> _Aufgabenstellung 1_:
Fasse im Urteilsauszug den Absatz, der mit „In der öffentlichen Sitzung am 13. März 2012“ beginnt, als knappe Stichpunktliste zusammen und behalte dabei die wesentlichen Fakten bei.
> _Aufgabenstellung 2_:
Erkläre anhand des Urteilsauszugs, auf wessen Revision hin das Urteil aufgehoben wird und wozu die Sache an das Berufungsgericht zurückverwiesen wird.
> _Aufgabenstellung 3_:
Beantworte die folgenden Fragen zum Urteilsauszug:
(a) Von welchem Senat und von welchem Datum stammt das aufgehobene Urteil?
(b) Was sind die Beteiligten zu 1 bis 4?
(c) Für wie lange wurde in der Sitzung die Nichtöffentlichkeit hergestellt?

> _Textabschnitt_:
Auf die Revision der Beteiligten zu 5 und 6 wird das Urteil des 102. Senats für [X.] des [X.] vom 3. Juni 2014 aufgehoben und die Sache zur neuen Verhandlung und Entscheidung, auch über die Kosten des [X.], an das Berufungsgericht zurückverwiesen.

Von Rechts wegen

Tatbestand

1

Die Beteiligten zu 1 bis 4 sind Eigentümer von teilweise bebauten Grundstücken im Bereich des [X.] "M.     Ö.    " in [X.]          . Diese Grundstücke liegen im Bereich des - mehrfach geänderten - Bebauungsplans "M.      ", der im Mai 1983 in [X.] getreten ist.

2

In der öffentlichen Sitzung am 13. März 2012 beriet der Gemeinderat der Beteiligten zu 5 über den Beschluss zur Anordnung der Umlegung für ein Teilgebiet des Bebauungsplans "M.       Ö.     ". Im Protokoll ist vermerkt, dass der Bürgermeister der Beteiligten zu 5 um 20.45 Uhr für fünf Minuten die Nichtöffentlichkeit herstellte. Danach wurde die Öffentlichkeit wiederhergestellt, weiter beraten und der Beschluss über die Anordnung der Umlegung gefasst. Aufgrund dieses [X.] erließ der Beteiligte zu 6 am 30. April 2012 den Umlegungsbeschluss.

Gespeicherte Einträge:
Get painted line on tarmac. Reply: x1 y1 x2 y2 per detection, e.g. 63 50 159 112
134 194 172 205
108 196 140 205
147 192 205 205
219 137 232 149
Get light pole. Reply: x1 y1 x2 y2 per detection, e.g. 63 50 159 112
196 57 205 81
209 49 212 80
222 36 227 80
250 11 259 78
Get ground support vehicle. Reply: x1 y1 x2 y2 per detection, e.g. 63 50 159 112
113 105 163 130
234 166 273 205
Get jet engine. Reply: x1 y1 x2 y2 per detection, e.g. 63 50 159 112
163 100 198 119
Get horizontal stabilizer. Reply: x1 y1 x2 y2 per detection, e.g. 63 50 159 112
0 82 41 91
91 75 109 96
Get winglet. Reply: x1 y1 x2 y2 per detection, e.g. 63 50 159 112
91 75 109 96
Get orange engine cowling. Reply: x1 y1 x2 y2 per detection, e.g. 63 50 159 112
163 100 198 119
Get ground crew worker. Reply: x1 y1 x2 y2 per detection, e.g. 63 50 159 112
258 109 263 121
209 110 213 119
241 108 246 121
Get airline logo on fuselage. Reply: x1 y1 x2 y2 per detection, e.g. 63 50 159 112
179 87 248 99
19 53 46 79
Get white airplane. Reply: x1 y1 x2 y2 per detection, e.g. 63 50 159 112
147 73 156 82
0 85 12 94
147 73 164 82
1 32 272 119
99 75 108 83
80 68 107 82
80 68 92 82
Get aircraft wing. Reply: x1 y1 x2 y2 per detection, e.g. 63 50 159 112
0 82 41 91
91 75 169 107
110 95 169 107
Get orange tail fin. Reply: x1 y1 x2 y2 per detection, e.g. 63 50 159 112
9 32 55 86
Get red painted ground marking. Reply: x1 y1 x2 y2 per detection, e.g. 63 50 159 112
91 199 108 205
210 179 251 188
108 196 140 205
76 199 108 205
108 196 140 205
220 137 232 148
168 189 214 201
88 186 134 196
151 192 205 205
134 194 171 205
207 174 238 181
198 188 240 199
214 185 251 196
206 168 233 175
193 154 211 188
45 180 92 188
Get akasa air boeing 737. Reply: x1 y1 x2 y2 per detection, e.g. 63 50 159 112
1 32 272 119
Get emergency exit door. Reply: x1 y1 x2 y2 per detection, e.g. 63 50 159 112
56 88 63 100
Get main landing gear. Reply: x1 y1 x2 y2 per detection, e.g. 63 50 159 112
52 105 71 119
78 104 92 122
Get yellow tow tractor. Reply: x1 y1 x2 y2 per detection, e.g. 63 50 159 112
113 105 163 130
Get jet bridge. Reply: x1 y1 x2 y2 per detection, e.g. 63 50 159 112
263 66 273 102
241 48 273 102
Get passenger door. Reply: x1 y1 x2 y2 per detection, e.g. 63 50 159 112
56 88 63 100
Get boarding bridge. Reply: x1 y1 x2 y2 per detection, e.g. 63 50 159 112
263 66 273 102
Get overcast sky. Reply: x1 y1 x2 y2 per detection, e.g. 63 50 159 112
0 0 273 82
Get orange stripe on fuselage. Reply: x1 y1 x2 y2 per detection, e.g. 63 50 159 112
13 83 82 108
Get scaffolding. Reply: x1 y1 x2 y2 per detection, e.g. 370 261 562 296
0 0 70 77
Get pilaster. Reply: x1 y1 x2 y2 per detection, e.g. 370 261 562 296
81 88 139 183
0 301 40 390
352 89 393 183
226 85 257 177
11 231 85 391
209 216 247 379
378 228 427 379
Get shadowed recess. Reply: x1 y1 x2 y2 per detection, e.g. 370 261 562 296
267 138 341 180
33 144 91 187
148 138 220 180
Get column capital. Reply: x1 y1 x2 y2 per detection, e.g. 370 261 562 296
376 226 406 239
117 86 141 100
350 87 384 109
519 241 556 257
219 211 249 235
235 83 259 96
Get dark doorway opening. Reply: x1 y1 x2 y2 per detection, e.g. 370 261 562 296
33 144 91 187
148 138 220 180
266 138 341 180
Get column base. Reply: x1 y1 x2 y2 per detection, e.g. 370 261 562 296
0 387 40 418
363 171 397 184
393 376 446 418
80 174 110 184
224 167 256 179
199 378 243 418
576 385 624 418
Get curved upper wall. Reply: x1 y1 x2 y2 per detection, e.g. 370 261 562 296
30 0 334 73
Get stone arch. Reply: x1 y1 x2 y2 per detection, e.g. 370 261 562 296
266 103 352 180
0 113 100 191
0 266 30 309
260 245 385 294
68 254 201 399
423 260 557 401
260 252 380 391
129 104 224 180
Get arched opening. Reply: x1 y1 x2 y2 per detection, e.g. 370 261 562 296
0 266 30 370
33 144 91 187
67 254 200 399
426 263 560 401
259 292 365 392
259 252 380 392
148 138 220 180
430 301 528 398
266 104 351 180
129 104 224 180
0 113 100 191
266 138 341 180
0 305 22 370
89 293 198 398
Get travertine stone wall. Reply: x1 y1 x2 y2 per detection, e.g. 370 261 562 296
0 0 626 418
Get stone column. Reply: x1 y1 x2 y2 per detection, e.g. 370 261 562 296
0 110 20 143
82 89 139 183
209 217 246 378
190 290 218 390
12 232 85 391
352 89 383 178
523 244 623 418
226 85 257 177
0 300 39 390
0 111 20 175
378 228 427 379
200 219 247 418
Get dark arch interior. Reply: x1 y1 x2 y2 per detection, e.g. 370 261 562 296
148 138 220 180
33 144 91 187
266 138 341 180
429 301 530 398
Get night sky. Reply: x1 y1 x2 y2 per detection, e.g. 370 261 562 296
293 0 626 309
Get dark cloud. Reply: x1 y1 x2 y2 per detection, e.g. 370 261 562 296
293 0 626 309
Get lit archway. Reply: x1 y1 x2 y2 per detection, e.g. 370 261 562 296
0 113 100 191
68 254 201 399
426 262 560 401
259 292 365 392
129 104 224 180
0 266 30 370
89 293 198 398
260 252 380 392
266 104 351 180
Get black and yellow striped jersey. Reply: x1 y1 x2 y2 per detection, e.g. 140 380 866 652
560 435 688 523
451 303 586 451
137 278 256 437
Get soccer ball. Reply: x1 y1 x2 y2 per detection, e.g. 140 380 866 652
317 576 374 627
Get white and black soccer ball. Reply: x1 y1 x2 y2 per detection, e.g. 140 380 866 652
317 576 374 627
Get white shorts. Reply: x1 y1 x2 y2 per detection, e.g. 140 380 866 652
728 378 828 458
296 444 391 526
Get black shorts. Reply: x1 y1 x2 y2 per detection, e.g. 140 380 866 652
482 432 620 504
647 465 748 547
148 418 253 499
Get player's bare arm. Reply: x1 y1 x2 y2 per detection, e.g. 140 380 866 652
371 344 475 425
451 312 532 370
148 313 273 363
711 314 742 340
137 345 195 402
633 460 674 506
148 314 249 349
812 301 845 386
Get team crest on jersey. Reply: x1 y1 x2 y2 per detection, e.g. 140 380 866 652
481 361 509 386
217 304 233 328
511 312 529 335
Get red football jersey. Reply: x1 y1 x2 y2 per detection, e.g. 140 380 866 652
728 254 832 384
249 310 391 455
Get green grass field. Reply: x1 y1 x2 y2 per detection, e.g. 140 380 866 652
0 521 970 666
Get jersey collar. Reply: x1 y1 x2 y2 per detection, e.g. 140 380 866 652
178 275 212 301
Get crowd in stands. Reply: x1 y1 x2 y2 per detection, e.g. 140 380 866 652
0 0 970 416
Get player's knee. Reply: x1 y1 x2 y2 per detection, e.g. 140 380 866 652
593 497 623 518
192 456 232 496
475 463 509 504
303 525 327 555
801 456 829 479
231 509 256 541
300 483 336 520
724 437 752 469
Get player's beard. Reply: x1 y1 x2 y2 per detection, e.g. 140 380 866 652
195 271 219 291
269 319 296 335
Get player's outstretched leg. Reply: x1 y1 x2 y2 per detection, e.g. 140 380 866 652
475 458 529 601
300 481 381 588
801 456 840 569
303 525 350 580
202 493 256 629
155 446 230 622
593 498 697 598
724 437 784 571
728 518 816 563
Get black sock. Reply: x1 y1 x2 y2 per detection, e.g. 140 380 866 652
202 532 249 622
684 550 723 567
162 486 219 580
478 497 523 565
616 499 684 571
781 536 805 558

> _Lösung 1_:
- 13. März 2012: Der Gemeinderat der Beteiligten zu 5 berät in öffentlicher Sitzung über die Anordnung der Umlegung für ein Teilgebiet des Bebauungsplans „M. Ö.“.
- 20.45 Uhr: Der Bürgermeister stellt für fünf Minuten die Nichtöffentlichkeit her.
- Danach wird die Öffentlichkeit wiederhergestellt, weiter beraten und die Anordnung der Umlegung beschlossen.
- 30. April 2012: Auf dieser Grundlage erlässt der Beteiligte zu 6 den Umlegungsbeschluss.

> _Lösung 2_:
Das Urteil wird auf die Revision der Beteiligten zu 5 und 6 aufgehoben. Die Sache geht an das Berufungsgericht zurück, damit dort neu verhandelt und entschieden wird, auch über die Kosten.

> _Lösung 3_:
(a) Vom 102. Senat, Urteil vom 3. Juni 2014.
(b) Eigentümer von teilweise bebauten Grundstücken.
(c) Für fünf Minuten.